#### WORK TO BE COMPLETED:
Render every line of the records below as a numbered list, leaving out any blank lines.

#### DATA EXTRACT:
START
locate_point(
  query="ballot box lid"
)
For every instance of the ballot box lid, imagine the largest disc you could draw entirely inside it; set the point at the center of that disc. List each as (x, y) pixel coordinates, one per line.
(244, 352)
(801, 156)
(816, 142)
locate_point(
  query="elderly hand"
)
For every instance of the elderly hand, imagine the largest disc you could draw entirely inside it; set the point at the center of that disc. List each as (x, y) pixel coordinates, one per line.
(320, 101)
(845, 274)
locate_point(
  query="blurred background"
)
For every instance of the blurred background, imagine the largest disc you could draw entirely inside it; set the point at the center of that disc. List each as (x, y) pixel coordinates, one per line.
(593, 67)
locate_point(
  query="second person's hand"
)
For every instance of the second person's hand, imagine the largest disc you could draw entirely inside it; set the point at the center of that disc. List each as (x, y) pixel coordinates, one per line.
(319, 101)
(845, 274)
END
#### SOLUTION:
1. locate_point(
2.   query="ballot box lid"
3. )
4. For every instance of the ballot box lid, imagine the largest disc you could draw entirely inside it; set the point at the center of that disc. List each as (x, y) pixel coordinates, one per line.
5. (244, 352)
6. (801, 156)
7. (816, 142)
8. locate_point(
9.   query="elderly hand"
10. )
11. For every instance of the elderly hand, imagine the largest disc you could draw entirely inside it; set the point at the center of that disc. List each as (x, y) pixel coordinates, one per line.
12. (320, 101)
13. (845, 274)
14. locate_point(
15.   query="blurred background"
16. )
17. For every instance of the blurred background, imagine the largest disc you could draw entirely inside it; set the point at the center of that disc. List each as (x, y) pixel coordinates, one per line.
18. (593, 67)
19. locate_point(
20.   query="second person's hand"
21. )
22. For every instance of the second person's hand, imagine the largest disc you could draw entirely inside it; set the point at the center of that disc. List each as (x, y) pixel coordinates, one per line.
23. (319, 101)
24. (845, 274)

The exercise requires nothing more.